## ENTRIES SUPPLIED
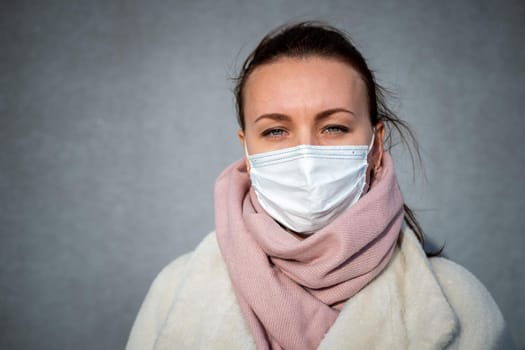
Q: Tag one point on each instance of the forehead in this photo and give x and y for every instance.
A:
(311, 82)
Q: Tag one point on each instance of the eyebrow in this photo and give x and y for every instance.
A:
(321, 115)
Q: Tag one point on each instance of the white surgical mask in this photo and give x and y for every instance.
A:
(305, 187)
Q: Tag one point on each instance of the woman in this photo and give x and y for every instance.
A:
(314, 247)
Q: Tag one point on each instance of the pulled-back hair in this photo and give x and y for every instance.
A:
(307, 39)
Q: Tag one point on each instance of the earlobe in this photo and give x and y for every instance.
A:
(242, 139)
(378, 145)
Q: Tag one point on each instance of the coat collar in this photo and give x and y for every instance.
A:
(403, 308)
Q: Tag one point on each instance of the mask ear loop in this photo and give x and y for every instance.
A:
(372, 175)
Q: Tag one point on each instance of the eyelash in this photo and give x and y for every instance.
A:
(270, 132)
(341, 129)
(279, 132)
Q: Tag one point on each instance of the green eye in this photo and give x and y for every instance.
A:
(273, 132)
(335, 129)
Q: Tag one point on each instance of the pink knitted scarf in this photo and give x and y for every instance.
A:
(290, 291)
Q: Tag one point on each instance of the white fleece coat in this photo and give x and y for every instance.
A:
(415, 303)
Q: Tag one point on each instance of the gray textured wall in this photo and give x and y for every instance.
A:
(117, 116)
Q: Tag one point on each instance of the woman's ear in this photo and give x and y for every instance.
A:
(378, 148)
(240, 135)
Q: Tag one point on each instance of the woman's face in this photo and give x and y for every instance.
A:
(313, 101)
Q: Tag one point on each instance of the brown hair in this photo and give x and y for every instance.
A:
(306, 39)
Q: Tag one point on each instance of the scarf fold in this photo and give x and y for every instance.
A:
(290, 291)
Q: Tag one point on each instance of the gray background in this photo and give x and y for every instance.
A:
(117, 116)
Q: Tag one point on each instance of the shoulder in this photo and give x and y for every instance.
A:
(480, 319)
(164, 289)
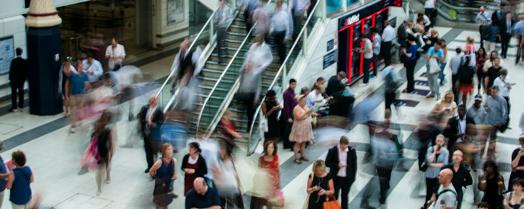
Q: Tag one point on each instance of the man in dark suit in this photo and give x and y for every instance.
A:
(150, 119)
(342, 163)
(505, 33)
(17, 76)
(456, 127)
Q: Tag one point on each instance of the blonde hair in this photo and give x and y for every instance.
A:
(319, 164)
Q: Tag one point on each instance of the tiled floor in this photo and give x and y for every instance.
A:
(55, 156)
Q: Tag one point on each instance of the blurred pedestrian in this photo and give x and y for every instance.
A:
(115, 54)
(271, 110)
(104, 138)
(481, 57)
(18, 74)
(506, 32)
(226, 180)
(298, 10)
(465, 75)
(302, 131)
(193, 165)
(496, 117)
(270, 179)
(286, 117)
(281, 29)
(164, 173)
(222, 19)
(484, 20)
(388, 35)
(319, 186)
(258, 58)
(517, 162)
(461, 175)
(92, 68)
(514, 198)
(457, 128)
(435, 55)
(202, 196)
(76, 86)
(342, 163)
(437, 156)
(411, 55)
(446, 195)
(492, 184)
(19, 181)
(262, 18)
(150, 120)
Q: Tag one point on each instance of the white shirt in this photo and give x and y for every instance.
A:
(342, 158)
(368, 46)
(93, 71)
(388, 34)
(430, 4)
(281, 21)
(503, 86)
(116, 55)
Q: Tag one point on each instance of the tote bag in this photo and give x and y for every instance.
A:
(331, 204)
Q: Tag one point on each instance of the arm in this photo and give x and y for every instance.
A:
(155, 167)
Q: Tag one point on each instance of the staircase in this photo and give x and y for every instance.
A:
(212, 71)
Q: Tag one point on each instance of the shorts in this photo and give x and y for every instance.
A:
(466, 89)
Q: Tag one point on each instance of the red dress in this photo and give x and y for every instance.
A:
(273, 169)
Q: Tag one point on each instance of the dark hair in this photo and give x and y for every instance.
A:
(344, 140)
(19, 51)
(196, 146)
(503, 72)
(19, 157)
(483, 205)
(266, 145)
(492, 164)
(271, 93)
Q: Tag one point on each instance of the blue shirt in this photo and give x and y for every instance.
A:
(195, 200)
(3, 170)
(21, 191)
(412, 49)
(78, 83)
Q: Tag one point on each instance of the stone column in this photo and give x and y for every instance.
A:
(43, 55)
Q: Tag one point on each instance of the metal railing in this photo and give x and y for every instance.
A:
(193, 43)
(286, 65)
(206, 52)
(220, 79)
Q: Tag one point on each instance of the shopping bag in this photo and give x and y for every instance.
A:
(331, 204)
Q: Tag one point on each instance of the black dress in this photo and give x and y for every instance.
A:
(492, 195)
(273, 129)
(315, 201)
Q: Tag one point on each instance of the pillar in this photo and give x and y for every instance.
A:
(43, 55)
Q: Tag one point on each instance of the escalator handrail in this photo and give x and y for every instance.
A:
(190, 47)
(282, 66)
(173, 97)
(221, 77)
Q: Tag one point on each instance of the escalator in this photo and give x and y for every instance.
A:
(221, 98)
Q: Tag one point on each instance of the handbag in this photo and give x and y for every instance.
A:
(331, 204)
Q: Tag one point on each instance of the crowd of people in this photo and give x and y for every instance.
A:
(457, 137)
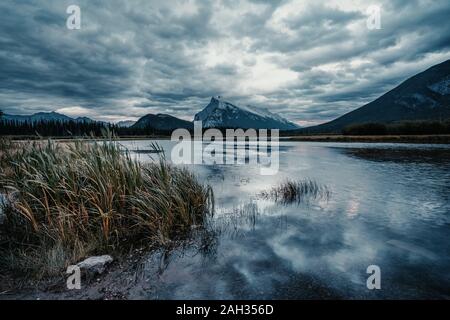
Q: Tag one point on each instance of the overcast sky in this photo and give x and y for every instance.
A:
(309, 61)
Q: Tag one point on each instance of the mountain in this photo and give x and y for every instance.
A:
(45, 116)
(425, 96)
(222, 114)
(125, 124)
(162, 122)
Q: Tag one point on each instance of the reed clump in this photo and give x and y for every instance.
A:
(83, 198)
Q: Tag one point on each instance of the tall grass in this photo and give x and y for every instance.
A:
(291, 191)
(83, 198)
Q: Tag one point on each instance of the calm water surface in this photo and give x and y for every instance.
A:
(390, 207)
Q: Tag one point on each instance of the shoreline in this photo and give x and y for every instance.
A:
(418, 139)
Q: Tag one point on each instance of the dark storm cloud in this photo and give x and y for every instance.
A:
(310, 61)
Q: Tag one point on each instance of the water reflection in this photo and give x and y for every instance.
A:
(388, 208)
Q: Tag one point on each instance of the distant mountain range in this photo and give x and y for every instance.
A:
(125, 124)
(425, 96)
(162, 122)
(217, 114)
(222, 114)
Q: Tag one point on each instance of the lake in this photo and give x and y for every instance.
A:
(389, 206)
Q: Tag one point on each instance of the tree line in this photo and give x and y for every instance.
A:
(55, 128)
(399, 128)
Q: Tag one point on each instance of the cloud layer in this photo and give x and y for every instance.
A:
(309, 61)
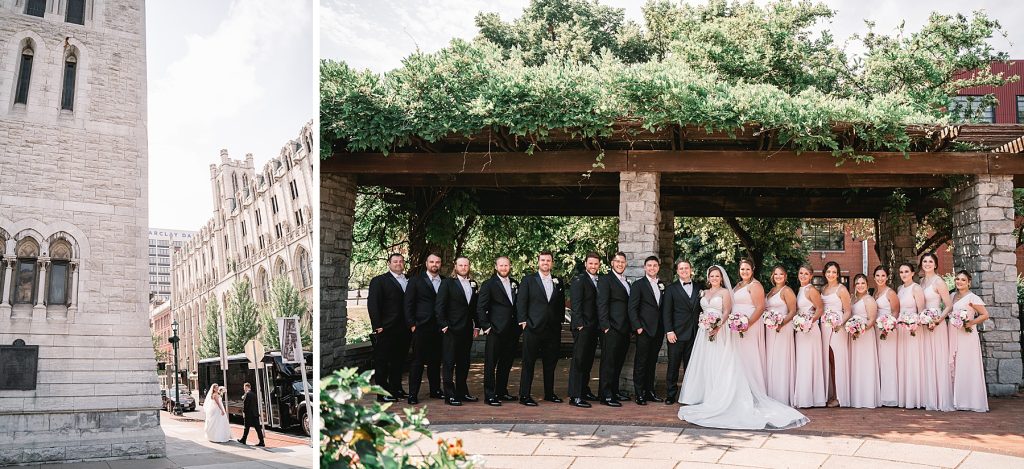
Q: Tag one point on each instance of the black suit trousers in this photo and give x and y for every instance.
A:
(426, 351)
(390, 350)
(644, 363)
(584, 348)
(679, 354)
(613, 345)
(499, 353)
(544, 344)
(455, 355)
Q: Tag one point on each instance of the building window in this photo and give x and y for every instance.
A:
(76, 11)
(824, 236)
(35, 7)
(24, 76)
(68, 95)
(970, 109)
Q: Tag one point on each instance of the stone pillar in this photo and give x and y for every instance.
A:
(639, 229)
(983, 244)
(337, 217)
(896, 241)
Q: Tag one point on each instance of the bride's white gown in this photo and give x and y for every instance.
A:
(717, 390)
(216, 425)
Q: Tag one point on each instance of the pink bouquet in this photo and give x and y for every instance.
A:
(908, 321)
(802, 323)
(833, 318)
(738, 323)
(710, 321)
(773, 320)
(929, 317)
(961, 318)
(886, 325)
(855, 326)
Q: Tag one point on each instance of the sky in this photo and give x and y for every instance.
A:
(239, 75)
(377, 34)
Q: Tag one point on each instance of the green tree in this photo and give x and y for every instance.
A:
(243, 316)
(285, 302)
(209, 345)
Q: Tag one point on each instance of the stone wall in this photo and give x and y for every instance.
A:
(984, 244)
(337, 217)
(80, 175)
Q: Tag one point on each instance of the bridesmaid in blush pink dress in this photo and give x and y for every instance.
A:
(809, 388)
(909, 357)
(778, 342)
(888, 373)
(749, 299)
(970, 392)
(836, 342)
(863, 349)
(939, 394)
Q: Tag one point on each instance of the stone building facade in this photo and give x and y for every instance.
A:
(261, 228)
(73, 233)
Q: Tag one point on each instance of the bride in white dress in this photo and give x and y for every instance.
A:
(216, 426)
(716, 391)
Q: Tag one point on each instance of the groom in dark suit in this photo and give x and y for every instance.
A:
(645, 318)
(612, 301)
(680, 310)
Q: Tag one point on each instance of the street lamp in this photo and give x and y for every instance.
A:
(174, 341)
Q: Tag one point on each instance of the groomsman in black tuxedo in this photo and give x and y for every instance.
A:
(583, 297)
(645, 317)
(421, 299)
(496, 314)
(612, 302)
(456, 309)
(390, 336)
(541, 308)
(680, 310)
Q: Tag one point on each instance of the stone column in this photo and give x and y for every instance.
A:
(896, 241)
(983, 244)
(639, 229)
(8, 265)
(337, 217)
(39, 310)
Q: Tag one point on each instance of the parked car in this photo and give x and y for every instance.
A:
(187, 401)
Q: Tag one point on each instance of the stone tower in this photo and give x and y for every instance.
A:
(78, 378)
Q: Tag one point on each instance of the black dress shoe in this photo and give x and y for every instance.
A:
(579, 402)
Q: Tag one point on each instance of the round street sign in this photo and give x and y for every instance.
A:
(255, 351)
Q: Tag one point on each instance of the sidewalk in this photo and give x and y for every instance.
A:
(573, 445)
(187, 448)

## ACTION ITEM
Your task is to copy each line of the entries that includes the word "mask".

## EXERCISE OUTPUT
Q: Tag one point on each instance of the white surgical mask in this photo and give x and y for every instance.
Q: Tag one point on each instance of the mask ear loop in this photo and give x and y for every instance.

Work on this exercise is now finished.